Direction
Copy the records below word for word, keeping every line unchanged.

Records taken from a collection
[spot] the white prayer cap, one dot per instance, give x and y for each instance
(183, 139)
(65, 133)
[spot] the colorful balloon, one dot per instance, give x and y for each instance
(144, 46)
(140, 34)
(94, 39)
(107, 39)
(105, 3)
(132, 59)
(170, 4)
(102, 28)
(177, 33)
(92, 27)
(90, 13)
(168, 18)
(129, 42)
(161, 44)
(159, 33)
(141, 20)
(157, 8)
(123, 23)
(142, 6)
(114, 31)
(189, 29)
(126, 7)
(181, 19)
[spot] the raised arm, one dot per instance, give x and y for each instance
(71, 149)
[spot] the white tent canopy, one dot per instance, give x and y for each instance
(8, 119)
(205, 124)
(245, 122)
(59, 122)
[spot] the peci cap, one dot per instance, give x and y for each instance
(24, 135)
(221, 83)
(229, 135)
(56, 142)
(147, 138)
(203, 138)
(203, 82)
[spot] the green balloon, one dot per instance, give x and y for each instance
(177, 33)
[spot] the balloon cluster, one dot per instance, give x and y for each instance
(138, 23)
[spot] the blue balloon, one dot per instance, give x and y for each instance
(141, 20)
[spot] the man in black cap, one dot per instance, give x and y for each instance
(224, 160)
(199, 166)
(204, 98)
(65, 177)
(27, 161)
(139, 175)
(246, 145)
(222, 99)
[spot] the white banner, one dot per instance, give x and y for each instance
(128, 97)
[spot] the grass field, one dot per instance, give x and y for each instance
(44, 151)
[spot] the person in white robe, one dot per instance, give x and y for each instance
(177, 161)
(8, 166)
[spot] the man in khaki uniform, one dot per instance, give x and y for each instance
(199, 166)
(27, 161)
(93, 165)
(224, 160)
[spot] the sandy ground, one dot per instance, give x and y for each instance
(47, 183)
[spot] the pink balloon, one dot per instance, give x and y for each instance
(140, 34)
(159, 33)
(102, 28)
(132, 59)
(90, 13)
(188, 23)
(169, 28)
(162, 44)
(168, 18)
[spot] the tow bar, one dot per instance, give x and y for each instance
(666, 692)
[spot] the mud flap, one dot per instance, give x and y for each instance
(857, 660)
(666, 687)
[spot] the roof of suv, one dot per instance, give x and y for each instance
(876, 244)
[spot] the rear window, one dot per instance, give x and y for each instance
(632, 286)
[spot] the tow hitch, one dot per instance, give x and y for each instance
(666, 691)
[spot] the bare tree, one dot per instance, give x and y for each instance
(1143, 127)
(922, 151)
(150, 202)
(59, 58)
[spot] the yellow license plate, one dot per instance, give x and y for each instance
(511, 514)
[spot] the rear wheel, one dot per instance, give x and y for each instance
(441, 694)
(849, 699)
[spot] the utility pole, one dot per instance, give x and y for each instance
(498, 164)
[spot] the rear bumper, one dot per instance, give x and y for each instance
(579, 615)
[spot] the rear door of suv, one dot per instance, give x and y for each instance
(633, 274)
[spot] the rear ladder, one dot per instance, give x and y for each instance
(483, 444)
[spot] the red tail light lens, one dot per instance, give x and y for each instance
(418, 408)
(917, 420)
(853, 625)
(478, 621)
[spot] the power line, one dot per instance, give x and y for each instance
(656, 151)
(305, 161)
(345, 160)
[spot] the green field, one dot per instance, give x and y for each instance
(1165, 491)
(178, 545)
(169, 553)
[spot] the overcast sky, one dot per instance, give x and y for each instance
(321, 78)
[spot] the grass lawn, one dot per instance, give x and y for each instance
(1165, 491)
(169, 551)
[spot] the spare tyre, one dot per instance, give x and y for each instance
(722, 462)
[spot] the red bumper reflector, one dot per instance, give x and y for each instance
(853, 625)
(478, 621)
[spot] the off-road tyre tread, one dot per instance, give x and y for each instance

Exercise response
[spot] the white prayer cap, one dot per instance, give x and y for each instance
(183, 139)
(65, 133)
[spot] the colorful balloon, one dot per instance, give x and y for each instance
(144, 46)
(140, 34)
(94, 39)
(107, 39)
(105, 3)
(132, 59)
(170, 4)
(102, 28)
(177, 33)
(92, 27)
(90, 13)
(168, 18)
(129, 42)
(161, 44)
(159, 33)
(141, 20)
(157, 8)
(123, 23)
(142, 6)
(114, 31)
(189, 29)
(126, 7)
(181, 19)
[spot] the raised arm, one dot per instance, give x and y for each instance
(71, 149)
[spot] the white tent canopy, one dot per instance, give x and y for each instance
(8, 119)
(205, 124)
(245, 122)
(59, 122)
[spot] the peci cap, one dot per instance, give x and y for each instance
(24, 135)
(221, 83)
(229, 135)
(56, 142)
(147, 138)
(203, 138)
(203, 82)
[spot] the green balloon, one dot per instance, give x and y for each instance
(177, 33)
[spot] the balloon cluster, one dot per instance, give x and y for each instance
(138, 23)
[spot] the blue balloon, one dot per instance, give x and y for each instance
(141, 20)
[spot] the man in black cap, one dot per instance, give x and y for each instance
(224, 160)
(199, 166)
(204, 98)
(65, 177)
(27, 161)
(139, 175)
(246, 145)
(222, 99)
[spot] the white banner, one dot per instance, give x and y for each instance
(128, 97)
[spot] the grass field, one dot per instance, give x and y for each instance
(44, 151)
[spot] the person in white robe, one dot per instance, give x and y for each instance
(177, 161)
(8, 166)
[spot] the man in khaki uniform, one dot per instance, give x and y for each instance
(199, 166)
(27, 161)
(93, 165)
(224, 160)
[spot] the sandy ground, one dot per instance, give x and y for each instance
(47, 183)
[spot] the pink balloon, one dot per instance, give x and y for each instance
(140, 34)
(159, 33)
(102, 28)
(132, 59)
(90, 13)
(188, 23)
(169, 28)
(162, 44)
(168, 18)
[spot] the tow bar, one dot per instance, give x and y for each instance
(666, 692)
[spot] the mud flap, one dot per instance, give x and y for each instance
(857, 660)
(666, 687)
[spot] the roof of suv, one dot per instance, give x and y for each instance
(876, 244)
[spot] the rear window, one dot per instance, give x and y for each instance
(632, 286)
[spot] the tow hitch, one dot per instance, give x and y for each instance
(666, 691)
[spot] the bare tree, one dot per instance, give x and y for each instance
(1143, 127)
(922, 151)
(150, 202)
(59, 58)
[spot] the yellow license plate, one dot per instance, give x and y for each instance
(511, 514)
[spot] the rear wheel, one dot per instance, give x and y for each instance
(441, 694)
(849, 699)
[spot] the utility pole, one dot per instance, give x and y for each instance
(498, 164)
[spot] the rear bumper, one dot per instance, give x and y for each instance
(579, 615)
[spot] the rear door of suv, one dot per instance, give x and y for each instance
(633, 274)
[spot] the rear ladder, one dot per instance, give x and y for each instance
(483, 444)
[spot] the red tail light lens, one dot per instance, give x and y for each instance
(418, 408)
(917, 420)
(853, 625)
(478, 621)
[spot] the power line, one dot per instance, give x and y for each instance
(656, 151)
(305, 161)
(345, 160)
[spot] the green field, one dot per instance, give x and y for each instance
(1165, 491)
(178, 545)
(169, 553)
[spot] the overcast sky, one dot per instance, give x and y for each instance
(321, 78)
[spot] the grass lawn, one dot per instance, give x and y for each instance
(1165, 491)
(169, 551)
[spot] the spare tyre, one dot per instance, give x and y for each instance
(722, 462)
[spot] the red bumper reflector, one dot per instance, give x and y for each instance
(853, 625)
(478, 621)
[spot] the off-road tyre tread, one dot per instance, give x and y for each instance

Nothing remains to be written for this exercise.